BEGIN Information supplied

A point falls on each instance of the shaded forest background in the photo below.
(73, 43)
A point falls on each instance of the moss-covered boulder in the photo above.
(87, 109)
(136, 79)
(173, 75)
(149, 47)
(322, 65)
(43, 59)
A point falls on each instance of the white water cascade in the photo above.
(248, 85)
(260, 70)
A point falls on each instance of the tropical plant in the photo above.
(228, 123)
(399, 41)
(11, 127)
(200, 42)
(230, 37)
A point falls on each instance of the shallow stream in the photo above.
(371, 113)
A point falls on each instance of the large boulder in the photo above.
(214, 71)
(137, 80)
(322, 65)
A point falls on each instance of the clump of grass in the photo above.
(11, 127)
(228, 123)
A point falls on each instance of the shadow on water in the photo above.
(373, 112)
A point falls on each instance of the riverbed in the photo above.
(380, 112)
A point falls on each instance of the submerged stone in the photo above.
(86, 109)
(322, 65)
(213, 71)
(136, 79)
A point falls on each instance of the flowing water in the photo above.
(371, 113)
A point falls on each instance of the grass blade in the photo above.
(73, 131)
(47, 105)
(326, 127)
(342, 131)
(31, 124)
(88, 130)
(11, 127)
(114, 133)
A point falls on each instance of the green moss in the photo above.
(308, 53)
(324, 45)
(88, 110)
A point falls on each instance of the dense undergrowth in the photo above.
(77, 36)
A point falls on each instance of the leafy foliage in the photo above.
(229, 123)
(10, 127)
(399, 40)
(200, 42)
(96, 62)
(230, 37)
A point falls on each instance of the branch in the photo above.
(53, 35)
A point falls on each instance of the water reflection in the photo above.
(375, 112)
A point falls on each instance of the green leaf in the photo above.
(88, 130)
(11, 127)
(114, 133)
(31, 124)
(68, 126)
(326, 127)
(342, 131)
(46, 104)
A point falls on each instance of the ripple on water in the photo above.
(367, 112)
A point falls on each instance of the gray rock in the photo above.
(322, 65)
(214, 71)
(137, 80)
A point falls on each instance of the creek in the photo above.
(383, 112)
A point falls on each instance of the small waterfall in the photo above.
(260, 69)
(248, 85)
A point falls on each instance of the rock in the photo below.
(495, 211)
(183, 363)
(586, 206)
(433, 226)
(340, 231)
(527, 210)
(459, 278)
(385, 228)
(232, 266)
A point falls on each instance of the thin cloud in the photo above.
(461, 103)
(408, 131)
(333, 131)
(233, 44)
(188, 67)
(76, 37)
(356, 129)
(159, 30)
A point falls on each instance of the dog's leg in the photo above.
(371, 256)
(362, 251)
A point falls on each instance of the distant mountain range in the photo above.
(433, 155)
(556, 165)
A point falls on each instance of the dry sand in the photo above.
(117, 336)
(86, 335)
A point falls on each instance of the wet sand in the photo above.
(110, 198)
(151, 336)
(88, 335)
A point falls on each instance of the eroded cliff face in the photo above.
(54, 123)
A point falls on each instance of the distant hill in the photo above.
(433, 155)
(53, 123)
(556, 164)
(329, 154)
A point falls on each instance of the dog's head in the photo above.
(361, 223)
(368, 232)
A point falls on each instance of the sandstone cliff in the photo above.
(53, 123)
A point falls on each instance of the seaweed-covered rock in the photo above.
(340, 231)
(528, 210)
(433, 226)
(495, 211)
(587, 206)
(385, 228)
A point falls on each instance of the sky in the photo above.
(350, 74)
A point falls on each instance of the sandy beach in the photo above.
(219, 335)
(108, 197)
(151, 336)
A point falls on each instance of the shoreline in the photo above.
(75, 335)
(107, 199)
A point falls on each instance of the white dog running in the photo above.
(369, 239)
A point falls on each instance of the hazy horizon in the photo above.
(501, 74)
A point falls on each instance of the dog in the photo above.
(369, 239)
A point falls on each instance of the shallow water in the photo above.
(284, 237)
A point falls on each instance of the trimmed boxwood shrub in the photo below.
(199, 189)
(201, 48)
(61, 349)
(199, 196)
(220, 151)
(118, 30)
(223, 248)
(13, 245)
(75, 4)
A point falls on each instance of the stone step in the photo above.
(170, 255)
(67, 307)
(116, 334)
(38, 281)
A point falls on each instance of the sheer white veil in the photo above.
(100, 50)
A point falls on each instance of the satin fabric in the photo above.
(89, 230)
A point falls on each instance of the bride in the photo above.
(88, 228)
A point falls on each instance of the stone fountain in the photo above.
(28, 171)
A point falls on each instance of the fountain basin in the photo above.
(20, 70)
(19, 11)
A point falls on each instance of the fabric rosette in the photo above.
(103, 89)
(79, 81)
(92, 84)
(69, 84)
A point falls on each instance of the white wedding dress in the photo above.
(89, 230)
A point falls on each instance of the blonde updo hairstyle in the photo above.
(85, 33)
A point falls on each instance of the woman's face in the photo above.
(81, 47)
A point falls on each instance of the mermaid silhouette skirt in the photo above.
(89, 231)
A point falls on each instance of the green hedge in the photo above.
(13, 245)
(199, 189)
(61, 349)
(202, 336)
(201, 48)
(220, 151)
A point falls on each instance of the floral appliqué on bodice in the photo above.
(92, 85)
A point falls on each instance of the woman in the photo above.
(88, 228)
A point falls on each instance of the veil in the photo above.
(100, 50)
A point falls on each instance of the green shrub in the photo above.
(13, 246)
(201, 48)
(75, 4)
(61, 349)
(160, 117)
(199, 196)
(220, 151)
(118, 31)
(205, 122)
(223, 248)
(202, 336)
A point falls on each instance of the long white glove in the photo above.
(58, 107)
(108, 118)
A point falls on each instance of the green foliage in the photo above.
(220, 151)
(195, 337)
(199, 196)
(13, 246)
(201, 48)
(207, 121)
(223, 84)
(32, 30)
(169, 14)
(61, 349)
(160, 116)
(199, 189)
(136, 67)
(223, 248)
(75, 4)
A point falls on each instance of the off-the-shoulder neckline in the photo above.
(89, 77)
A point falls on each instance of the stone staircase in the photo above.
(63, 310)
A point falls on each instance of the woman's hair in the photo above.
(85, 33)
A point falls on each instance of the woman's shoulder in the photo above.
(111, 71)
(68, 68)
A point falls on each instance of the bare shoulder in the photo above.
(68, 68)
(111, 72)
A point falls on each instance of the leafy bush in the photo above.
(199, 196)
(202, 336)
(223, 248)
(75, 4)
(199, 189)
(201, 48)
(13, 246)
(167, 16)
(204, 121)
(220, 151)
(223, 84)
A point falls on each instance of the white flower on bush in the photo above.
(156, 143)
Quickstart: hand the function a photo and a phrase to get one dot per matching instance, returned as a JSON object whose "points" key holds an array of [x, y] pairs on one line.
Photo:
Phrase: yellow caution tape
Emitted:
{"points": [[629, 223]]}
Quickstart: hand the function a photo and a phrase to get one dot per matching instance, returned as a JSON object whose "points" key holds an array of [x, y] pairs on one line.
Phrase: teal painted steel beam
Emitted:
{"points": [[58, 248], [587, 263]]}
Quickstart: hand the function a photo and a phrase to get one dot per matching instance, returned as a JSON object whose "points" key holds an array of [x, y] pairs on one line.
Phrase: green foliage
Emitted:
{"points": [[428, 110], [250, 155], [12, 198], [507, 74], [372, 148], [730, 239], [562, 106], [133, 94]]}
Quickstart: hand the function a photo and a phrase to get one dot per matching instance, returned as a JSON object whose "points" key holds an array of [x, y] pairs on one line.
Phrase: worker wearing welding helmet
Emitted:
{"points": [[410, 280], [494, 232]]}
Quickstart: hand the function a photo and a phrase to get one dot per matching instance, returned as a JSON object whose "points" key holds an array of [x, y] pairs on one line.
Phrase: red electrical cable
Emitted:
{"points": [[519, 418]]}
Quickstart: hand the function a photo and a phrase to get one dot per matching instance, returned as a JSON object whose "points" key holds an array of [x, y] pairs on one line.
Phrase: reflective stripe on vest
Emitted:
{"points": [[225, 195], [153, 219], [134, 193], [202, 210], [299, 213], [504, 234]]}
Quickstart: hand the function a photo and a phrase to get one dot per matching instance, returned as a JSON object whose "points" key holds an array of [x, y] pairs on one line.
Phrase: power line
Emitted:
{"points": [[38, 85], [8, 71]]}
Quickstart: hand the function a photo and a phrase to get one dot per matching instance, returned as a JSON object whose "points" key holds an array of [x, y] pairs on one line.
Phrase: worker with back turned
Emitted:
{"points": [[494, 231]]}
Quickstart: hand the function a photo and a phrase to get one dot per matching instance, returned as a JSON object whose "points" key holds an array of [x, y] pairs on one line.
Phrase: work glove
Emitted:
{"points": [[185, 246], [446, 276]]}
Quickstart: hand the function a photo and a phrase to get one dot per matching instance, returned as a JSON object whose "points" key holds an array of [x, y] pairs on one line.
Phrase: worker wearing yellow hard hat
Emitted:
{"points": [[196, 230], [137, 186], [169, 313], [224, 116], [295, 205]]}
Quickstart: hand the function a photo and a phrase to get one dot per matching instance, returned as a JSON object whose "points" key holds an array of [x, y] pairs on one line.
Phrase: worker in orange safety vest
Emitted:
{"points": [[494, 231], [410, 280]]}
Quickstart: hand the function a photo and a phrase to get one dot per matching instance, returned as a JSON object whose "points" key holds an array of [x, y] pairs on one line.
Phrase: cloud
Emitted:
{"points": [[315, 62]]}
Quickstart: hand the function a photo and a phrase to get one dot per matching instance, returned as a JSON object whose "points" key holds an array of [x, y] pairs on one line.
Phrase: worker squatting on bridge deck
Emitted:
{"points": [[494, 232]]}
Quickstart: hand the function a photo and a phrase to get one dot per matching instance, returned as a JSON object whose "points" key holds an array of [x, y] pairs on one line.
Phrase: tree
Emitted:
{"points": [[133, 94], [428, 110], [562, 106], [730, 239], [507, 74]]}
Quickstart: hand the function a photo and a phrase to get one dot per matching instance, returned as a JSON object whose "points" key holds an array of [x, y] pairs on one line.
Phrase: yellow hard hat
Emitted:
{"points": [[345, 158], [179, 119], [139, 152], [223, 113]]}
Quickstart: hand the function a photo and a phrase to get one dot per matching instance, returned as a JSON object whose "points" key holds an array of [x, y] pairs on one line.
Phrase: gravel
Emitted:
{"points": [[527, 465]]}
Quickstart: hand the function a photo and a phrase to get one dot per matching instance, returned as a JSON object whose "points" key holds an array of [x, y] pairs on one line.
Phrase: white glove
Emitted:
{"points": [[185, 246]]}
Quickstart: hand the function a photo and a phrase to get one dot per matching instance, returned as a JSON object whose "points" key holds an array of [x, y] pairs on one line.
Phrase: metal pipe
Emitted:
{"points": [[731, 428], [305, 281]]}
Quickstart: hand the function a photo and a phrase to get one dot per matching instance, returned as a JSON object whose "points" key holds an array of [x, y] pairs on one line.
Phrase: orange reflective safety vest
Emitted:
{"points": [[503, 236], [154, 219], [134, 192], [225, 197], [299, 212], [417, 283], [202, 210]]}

END Information supplied

__Task__:
Every line in the entries above that mentions the word "vest" must be shown.

__Result of this task__:
Phrase: reflective stripe on vest
Phrase: worker in orange safety vest
Phrase: orange reflective safety vest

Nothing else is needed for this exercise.